• _DATASET RECORDS_:
********

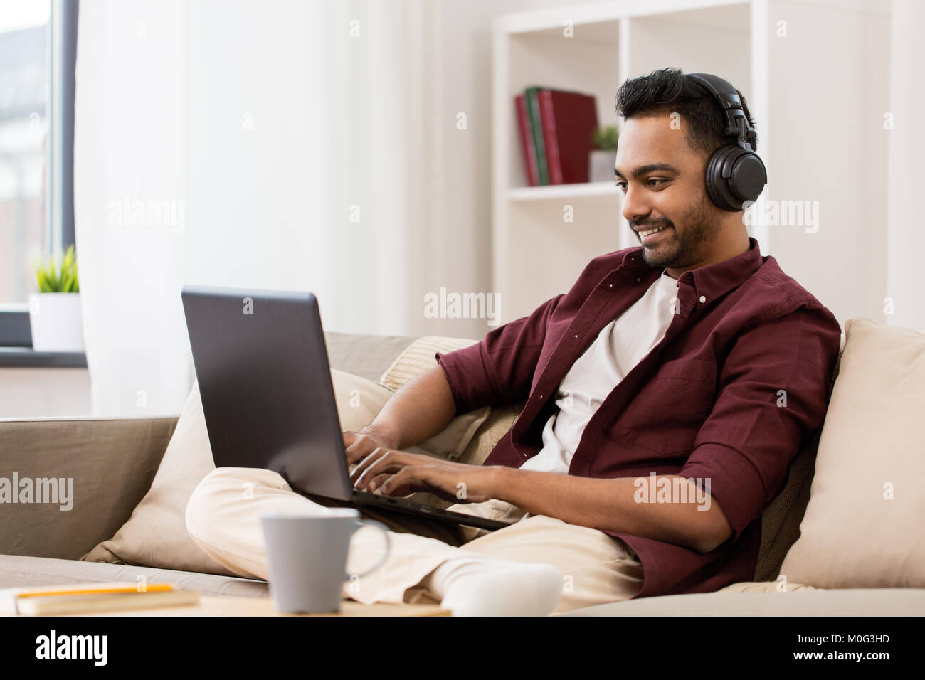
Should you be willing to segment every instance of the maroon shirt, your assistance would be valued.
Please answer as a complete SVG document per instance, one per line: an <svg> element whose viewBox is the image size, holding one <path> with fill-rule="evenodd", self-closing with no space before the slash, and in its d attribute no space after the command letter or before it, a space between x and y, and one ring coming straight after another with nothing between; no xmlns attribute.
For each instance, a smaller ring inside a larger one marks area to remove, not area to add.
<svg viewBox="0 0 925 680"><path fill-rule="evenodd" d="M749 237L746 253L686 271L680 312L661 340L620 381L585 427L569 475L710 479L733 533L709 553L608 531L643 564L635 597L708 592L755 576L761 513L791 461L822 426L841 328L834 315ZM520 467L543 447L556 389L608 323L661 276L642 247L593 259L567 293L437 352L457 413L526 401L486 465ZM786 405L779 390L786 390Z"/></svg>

********

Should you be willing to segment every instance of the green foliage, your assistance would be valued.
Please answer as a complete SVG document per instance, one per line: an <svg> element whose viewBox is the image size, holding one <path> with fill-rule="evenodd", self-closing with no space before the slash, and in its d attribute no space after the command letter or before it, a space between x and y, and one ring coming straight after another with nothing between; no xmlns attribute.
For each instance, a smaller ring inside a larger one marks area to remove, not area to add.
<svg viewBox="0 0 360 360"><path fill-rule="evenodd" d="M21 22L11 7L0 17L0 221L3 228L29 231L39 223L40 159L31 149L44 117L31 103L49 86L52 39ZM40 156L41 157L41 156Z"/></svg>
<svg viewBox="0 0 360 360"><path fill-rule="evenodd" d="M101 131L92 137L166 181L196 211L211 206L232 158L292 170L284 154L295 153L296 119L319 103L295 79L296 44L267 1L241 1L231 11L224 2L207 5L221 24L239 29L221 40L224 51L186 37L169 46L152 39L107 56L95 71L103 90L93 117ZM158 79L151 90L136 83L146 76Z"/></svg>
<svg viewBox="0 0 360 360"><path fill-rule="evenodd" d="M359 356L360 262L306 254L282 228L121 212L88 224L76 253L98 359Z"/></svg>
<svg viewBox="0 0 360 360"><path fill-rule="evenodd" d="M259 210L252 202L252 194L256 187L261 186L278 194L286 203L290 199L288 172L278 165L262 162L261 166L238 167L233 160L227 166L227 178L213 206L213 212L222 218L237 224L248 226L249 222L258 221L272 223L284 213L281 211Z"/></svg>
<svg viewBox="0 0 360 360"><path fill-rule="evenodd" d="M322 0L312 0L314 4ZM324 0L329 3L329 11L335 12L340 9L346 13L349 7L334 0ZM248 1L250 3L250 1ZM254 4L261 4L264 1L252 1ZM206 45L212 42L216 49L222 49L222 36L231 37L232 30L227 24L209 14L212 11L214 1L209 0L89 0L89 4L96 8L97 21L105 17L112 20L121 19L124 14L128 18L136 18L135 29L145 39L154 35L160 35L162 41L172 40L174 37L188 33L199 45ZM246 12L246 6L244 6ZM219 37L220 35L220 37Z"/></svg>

********

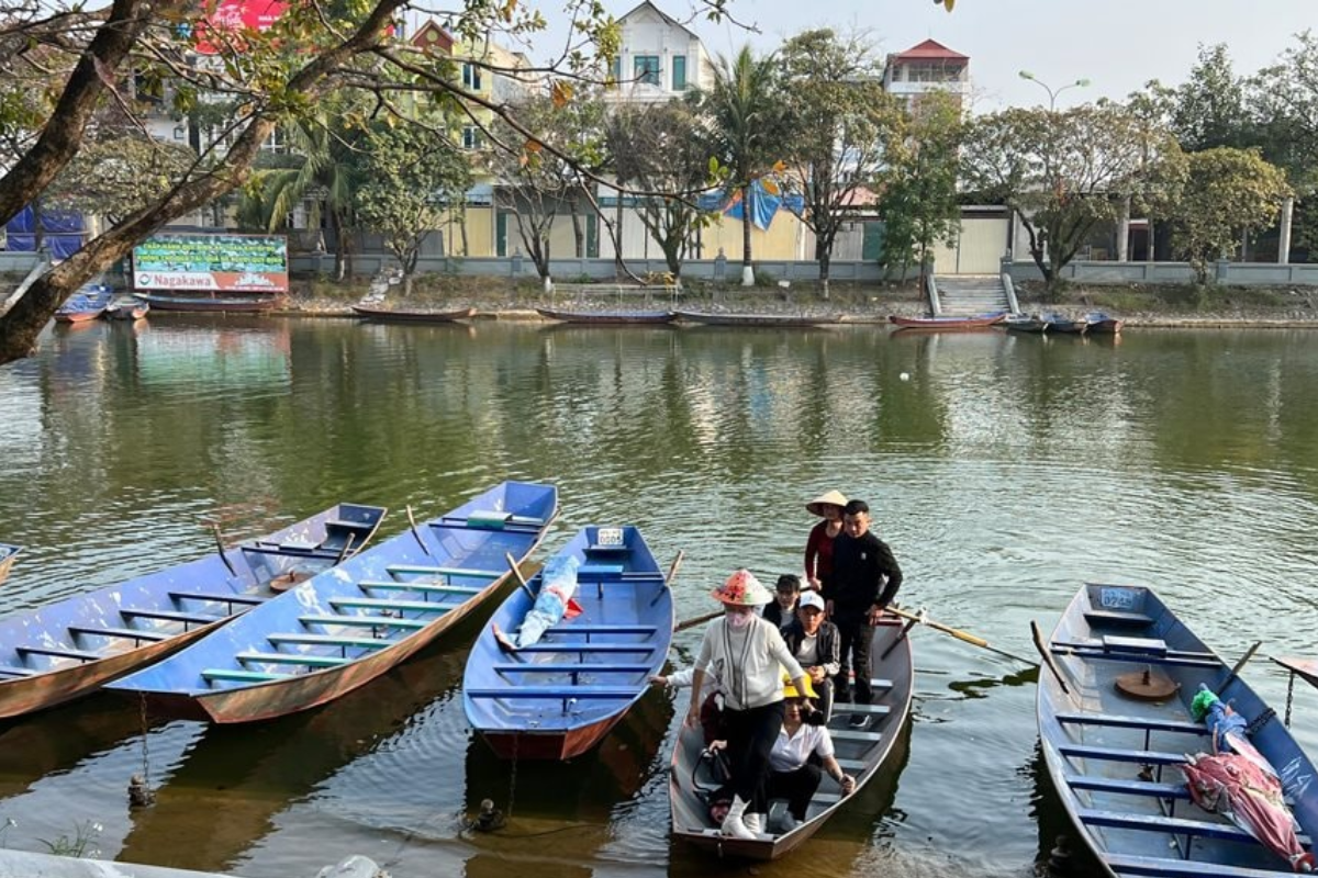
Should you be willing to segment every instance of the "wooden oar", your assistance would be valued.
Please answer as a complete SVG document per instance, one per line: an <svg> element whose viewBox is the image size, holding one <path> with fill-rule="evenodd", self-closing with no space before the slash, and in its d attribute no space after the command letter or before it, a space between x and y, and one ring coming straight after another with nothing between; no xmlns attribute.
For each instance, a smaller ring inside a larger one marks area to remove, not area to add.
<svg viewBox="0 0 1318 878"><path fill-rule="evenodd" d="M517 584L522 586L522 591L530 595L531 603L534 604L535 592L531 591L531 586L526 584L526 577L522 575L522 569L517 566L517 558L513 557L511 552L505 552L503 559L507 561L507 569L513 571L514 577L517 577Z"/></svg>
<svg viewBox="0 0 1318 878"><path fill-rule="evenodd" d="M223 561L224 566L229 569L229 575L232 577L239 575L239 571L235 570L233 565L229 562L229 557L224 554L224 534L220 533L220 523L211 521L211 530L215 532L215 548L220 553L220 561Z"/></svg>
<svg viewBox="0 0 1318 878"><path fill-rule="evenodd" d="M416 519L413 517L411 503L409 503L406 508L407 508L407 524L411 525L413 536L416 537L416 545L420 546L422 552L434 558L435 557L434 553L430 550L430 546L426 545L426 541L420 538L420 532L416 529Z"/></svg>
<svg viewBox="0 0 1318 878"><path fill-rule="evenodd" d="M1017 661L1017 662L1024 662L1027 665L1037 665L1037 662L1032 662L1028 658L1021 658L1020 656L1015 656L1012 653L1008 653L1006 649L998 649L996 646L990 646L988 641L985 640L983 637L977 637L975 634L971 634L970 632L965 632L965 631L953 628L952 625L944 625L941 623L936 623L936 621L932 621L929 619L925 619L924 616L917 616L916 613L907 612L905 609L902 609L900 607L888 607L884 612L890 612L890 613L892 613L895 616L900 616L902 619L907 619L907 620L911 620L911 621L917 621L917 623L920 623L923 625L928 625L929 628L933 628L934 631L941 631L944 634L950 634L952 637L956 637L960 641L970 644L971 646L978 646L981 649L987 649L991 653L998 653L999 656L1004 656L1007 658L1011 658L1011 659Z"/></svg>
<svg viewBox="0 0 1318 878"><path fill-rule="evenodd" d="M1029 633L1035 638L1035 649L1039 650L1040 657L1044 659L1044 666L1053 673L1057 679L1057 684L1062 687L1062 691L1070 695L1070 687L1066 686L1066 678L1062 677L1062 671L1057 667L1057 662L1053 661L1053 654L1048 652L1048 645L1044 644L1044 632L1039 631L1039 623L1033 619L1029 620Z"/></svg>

********

Extract each line above that contains the string "every". Matching is case-sensitive.

Should you be willing to segment every instance of the maroon shirt, your assistance would be valued.
Should you be willing to segment every instance of the green foliage, your assistance would be valued.
Should you be willing to segment every instance of the "wooden oar", your assistance would be valued.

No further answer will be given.